(Stored entries)
──────────

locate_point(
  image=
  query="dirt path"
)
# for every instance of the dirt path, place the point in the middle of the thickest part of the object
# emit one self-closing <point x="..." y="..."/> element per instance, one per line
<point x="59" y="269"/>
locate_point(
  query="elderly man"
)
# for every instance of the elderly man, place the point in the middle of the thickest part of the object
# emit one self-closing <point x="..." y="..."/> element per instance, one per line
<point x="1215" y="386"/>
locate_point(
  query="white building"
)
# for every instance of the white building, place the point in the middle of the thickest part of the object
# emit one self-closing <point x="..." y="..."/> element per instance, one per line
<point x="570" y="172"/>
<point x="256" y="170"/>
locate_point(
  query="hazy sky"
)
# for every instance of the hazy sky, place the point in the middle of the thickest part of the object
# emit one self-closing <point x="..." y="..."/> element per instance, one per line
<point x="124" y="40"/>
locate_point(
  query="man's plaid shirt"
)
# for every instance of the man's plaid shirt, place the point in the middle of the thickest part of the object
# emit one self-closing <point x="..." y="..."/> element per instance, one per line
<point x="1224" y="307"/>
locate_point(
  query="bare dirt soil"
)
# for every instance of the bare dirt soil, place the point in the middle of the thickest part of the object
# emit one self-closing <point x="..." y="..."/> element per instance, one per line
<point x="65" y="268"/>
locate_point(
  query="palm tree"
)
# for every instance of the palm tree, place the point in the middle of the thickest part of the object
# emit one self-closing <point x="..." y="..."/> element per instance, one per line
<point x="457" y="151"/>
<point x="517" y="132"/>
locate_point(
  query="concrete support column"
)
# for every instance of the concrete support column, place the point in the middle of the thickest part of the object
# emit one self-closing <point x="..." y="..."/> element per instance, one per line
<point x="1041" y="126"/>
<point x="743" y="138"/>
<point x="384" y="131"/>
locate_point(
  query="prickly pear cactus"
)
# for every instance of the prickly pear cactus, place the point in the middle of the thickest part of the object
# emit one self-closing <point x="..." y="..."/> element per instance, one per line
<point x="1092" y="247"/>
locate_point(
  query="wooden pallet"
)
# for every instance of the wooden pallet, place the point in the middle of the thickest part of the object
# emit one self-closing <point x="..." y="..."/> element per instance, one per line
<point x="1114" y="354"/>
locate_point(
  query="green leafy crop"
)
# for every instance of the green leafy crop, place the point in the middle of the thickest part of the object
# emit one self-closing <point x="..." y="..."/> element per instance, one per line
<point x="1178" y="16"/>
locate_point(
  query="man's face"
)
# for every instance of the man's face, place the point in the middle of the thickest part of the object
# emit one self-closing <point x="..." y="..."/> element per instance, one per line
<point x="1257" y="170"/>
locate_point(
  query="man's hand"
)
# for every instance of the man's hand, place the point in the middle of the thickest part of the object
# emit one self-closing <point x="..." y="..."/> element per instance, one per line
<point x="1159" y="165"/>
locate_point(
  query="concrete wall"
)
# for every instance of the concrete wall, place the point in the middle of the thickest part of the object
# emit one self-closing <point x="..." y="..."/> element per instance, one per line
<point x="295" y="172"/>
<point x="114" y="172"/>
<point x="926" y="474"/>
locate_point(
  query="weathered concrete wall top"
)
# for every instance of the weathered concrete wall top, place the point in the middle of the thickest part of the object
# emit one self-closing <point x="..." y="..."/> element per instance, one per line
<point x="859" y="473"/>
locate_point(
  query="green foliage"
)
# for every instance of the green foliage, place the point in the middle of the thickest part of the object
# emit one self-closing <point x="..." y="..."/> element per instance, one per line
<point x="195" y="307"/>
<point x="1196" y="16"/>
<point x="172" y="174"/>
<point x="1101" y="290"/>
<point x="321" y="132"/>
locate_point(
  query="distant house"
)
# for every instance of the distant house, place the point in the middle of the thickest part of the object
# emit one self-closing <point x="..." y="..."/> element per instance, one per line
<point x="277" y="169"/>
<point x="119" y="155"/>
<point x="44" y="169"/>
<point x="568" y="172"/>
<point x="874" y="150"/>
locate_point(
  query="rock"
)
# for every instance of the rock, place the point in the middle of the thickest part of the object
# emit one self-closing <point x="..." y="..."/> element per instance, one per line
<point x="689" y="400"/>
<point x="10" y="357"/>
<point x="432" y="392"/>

──────────

→ REQUEST:
Which lines in the entries above contain the string "plaid"? Select and copy each of those lines.

→ SOLVED PROBLEM:
  query="man's plaid shirt"
# for every instance of the man's plaid shirt, place the point in the middle of the thickest part of the object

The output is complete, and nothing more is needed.